#### [JOBS]
1 - Translate the sentence "The album has sold six million copies worldwide." from the article on Ashanti's debut album into Spanish.
2 - In the article on Ashanti's debut album, recast the paragraph beginning "Ashanti debuted at number one" as a bulleted list that keeps its main facts.
3 - Write the next part of the article on Ashanti's debut album, starting after its final sentence.

#### [GIVEN PASSAGE]
Studio album by Ashanti
- Released: April 2, 2002
- Recorded: 2001–2002
- Studios: Crackhouse (New York); SoundCastle (Los Angeles);
- Genre: R&B
- Length: 61:08
- Labels: Murder Inc.; Def Jam;
- Producers: Irv Gotti; 7 Aurelius; Chink Santana; Ashanti; Jared Thomas; Reggie Wright;

Ashanti chronology
|  | Ashanti (2002) | 7 Series Sampler: Ashanti (2003) |

Singles from Ashanti
- "Foolish" Released: February 11, 2002; "Happy" Released: June 17, 2002; "Baby" Released: September 9, 2002;

= Ashanti (album) =

2002 studio album by Ashanti

Ashanti is the debut studio album by American singer Ashanti. It was released on April 2, 2002, by Murder Inc. and Def Jam Recordings. The album was recorded in New York City and Los Angeles between 2001 and 2002, during the period of time where Ashanti was writing for other artists. The album features guest vocals from Gotti, Ja Rule, and the late the Notorious B.I.G. Contributions to the album's production came from a wide range of producers, including Irv Gotti, 7 Aurelius, Chink Santana, Jared Thomas and Reggie Wright.

Ashanti debuted at number one on the US Billboard 200 and the Top R&B/Hip-Hop Albums chart with first-week sales of 503,000 units, the biggest first-week sales for a debut female artist up to then. The album was certified triple platinum by the Recording Industry Association of America (RIAA) for shipments of three million copies on December 17, 2002. It earned Ashanti three Grammy Award nominations for Best New Artist, Best Female R&B Vocal Performance and Best Contemporary R&B Album, winning in the latter category. Billboard magazine ranked Ashanti at number 100 on its Top 200 Albums of the Decade. The album has sold six million copies worldwide.

The album was promoted by three singles. "Foolish" was released as the lead single from the project and peaked atop the US Billboard Hot 100. Subsequent singles "Happy" and "Baby" reached the top 10 and top 20, respectively, on the Billboard Hot 100. She also performed on several television shows and award ceremonies. Furthermore, Ashanti later opened for the North American leg for Mariah Carey's worldwide concert tour Charmbracelet World Tour.

#### [DATASET ROWS]
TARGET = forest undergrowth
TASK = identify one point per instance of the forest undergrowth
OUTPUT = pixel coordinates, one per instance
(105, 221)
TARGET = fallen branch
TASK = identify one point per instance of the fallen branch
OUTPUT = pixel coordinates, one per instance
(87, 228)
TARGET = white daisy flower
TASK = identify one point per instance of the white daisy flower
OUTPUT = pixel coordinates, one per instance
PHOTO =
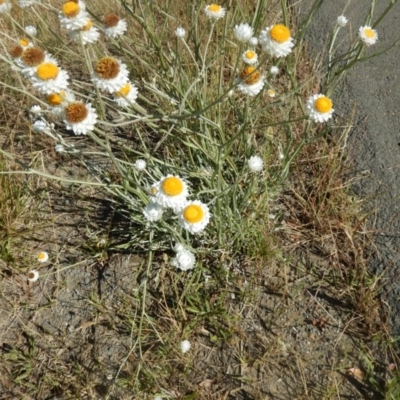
(30, 30)
(80, 117)
(194, 216)
(31, 58)
(368, 35)
(250, 57)
(89, 33)
(243, 32)
(36, 109)
(251, 81)
(33, 275)
(42, 126)
(126, 95)
(274, 70)
(42, 256)
(214, 11)
(73, 16)
(256, 163)
(110, 74)
(140, 164)
(58, 101)
(171, 191)
(114, 26)
(253, 41)
(184, 259)
(26, 3)
(185, 346)
(5, 6)
(276, 40)
(153, 212)
(342, 21)
(319, 108)
(50, 78)
(180, 32)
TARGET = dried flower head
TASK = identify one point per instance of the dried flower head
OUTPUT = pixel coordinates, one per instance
(16, 51)
(76, 112)
(33, 56)
(107, 68)
(250, 75)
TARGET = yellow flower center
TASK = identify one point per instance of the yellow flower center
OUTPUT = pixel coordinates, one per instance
(369, 33)
(54, 99)
(47, 71)
(76, 112)
(250, 75)
(323, 104)
(250, 54)
(70, 9)
(88, 25)
(24, 42)
(107, 68)
(214, 8)
(124, 91)
(279, 33)
(172, 186)
(193, 213)
(111, 20)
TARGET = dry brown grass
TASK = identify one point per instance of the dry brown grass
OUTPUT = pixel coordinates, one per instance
(288, 319)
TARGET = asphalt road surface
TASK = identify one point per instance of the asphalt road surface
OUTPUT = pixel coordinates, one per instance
(373, 86)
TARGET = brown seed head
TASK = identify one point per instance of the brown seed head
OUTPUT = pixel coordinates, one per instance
(76, 112)
(16, 51)
(107, 68)
(111, 20)
(33, 56)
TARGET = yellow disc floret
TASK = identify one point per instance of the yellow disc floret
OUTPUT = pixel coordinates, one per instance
(193, 213)
(369, 33)
(23, 42)
(76, 112)
(279, 33)
(172, 186)
(70, 9)
(323, 104)
(124, 91)
(214, 8)
(250, 75)
(107, 68)
(47, 71)
(88, 26)
(250, 54)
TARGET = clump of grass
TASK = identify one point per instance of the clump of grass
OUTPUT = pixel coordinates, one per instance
(203, 121)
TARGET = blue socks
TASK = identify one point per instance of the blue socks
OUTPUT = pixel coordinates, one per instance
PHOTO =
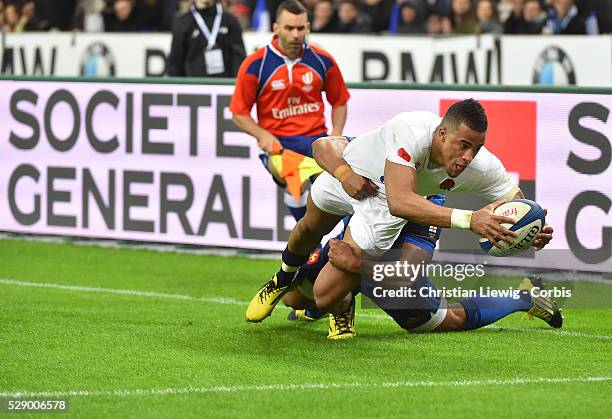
(481, 311)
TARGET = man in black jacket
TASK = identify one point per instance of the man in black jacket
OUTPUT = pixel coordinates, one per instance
(206, 42)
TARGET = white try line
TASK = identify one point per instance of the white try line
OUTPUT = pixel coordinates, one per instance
(233, 301)
(294, 387)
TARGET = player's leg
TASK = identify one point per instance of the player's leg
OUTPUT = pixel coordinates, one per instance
(332, 203)
(481, 311)
(333, 292)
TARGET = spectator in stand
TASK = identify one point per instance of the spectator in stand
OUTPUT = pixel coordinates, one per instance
(55, 14)
(379, 11)
(149, 15)
(533, 18)
(504, 9)
(242, 12)
(88, 16)
(121, 17)
(11, 18)
(488, 20)
(438, 24)
(463, 18)
(351, 19)
(206, 42)
(324, 18)
(514, 21)
(564, 19)
(411, 19)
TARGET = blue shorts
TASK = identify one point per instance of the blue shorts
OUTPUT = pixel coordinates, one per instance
(300, 143)
(422, 236)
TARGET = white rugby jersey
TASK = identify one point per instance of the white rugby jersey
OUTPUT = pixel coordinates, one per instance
(406, 139)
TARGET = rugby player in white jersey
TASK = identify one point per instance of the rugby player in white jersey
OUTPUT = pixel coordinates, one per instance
(380, 180)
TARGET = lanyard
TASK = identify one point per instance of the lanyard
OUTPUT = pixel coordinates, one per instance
(211, 37)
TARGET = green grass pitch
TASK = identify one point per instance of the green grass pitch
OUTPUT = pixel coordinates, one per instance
(178, 346)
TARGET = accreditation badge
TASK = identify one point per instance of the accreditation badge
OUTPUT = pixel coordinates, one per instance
(214, 61)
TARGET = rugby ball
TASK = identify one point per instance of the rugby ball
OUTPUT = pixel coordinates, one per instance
(530, 218)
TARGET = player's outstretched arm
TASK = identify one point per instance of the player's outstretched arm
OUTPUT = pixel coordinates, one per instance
(338, 119)
(546, 234)
(266, 141)
(327, 151)
(404, 202)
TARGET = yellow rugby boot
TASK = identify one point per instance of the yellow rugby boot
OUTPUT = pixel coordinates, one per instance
(263, 303)
(543, 307)
(342, 325)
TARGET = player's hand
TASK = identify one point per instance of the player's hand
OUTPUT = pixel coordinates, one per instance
(358, 187)
(269, 143)
(343, 256)
(488, 225)
(544, 236)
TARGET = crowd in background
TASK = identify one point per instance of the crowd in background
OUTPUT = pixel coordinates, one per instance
(327, 16)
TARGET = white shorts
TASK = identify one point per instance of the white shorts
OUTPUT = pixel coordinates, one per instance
(372, 226)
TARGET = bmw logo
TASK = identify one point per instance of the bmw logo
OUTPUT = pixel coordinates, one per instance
(97, 60)
(554, 67)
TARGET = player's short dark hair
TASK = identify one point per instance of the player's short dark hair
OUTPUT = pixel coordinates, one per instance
(469, 112)
(292, 6)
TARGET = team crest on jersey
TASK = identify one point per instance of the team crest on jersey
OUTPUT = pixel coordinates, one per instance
(433, 230)
(278, 84)
(447, 184)
(307, 78)
(314, 257)
(404, 154)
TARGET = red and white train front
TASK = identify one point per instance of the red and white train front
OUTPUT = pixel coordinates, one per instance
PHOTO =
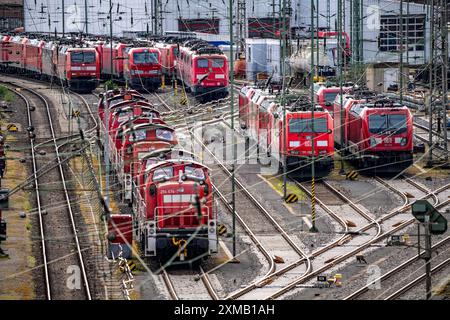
(142, 68)
(294, 146)
(82, 69)
(203, 69)
(379, 136)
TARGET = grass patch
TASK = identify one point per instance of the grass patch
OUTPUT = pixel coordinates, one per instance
(31, 262)
(6, 94)
(111, 85)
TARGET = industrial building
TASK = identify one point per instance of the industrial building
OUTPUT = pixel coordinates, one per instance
(11, 14)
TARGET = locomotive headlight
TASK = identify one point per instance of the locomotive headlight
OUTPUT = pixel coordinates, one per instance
(373, 142)
(404, 141)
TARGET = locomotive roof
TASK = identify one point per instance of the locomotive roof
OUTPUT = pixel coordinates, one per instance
(163, 151)
(174, 161)
(131, 107)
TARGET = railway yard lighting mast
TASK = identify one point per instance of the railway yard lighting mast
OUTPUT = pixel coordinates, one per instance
(400, 50)
(313, 191)
(283, 90)
(340, 66)
(233, 146)
(63, 18)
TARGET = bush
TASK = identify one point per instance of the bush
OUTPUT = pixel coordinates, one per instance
(6, 94)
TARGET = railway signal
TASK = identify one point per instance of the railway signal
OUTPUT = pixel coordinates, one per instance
(291, 198)
(434, 223)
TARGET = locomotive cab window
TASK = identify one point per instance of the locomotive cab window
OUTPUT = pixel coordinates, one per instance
(164, 134)
(145, 58)
(82, 57)
(194, 173)
(163, 173)
(202, 63)
(330, 97)
(379, 123)
(217, 63)
(305, 125)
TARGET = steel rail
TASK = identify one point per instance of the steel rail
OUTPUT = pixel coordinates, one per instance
(393, 271)
(66, 193)
(38, 200)
(413, 283)
(245, 226)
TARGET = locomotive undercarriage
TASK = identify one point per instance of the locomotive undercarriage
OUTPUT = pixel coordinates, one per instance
(205, 94)
(300, 167)
(182, 245)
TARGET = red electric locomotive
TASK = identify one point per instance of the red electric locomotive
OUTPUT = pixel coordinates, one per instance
(142, 68)
(75, 66)
(176, 215)
(169, 53)
(203, 69)
(378, 135)
(171, 193)
(263, 119)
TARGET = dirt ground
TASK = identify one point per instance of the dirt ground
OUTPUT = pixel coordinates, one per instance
(16, 271)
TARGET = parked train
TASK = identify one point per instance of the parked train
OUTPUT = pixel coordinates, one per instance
(325, 96)
(135, 63)
(201, 68)
(169, 190)
(377, 132)
(67, 61)
(261, 115)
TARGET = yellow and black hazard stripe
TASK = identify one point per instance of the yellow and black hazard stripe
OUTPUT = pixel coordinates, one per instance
(352, 175)
(221, 229)
(183, 100)
(291, 198)
(131, 265)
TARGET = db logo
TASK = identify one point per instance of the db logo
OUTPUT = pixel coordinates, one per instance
(75, 18)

#### [THE RESULTS]
1 - El álbum ha vendido seis millones de copias en todo el mundo.

2 -
- Debuted at number one on the US Billboard 200 and the Top R&B/Hip-Hop Albums chart
- First-week sales of 503,000 units, the biggest for a debut female artist up to then
- Certified triple platinum by the RIAA on December 17, 2002, for shipments of three million copies
- Earned three Grammy nominations (Best New Artist, Best Female R&B Vocal Performance, Best Contemporary R&B Album) and won Best Contemporary R&B Album
- Ranked number 100 on Billboard's Top 200 Albums of the Decade
- Has sold six million copies worldwide

3 -
==Background==
When Ashanti was 14, she was discovered by P. Diddy's Bad Boy Records. Initially, she went to Bad Boy Records and sang one of Mary J. Blige's songs in front of P. Diddy and Biggie Smalls. After being impressed by her singing ability, Diddy later signed her to a development deal, but, due to a bad contract, Ashanti did not sign with Diddy. This ultimately led to a record deal with Jive Records in 1994. This relationship soured when Jive tried to make Ashanti into a pop singer. Ashanti subsequently involved herself in schoolwork, cheerleading, and running on her school's track team. She was an honor student in English and belonged to the English club where she began writing poetry. She was also in the Drama club and performed in a few plays. She put college pursuits aside when Epic Records approached her with a contract in 1998. However, the label's management changes quickly made Ashanti a low priority. She continued to perform at local New York clubs and began hanging out at the Murder Inc. recording studio, hoping for another big break.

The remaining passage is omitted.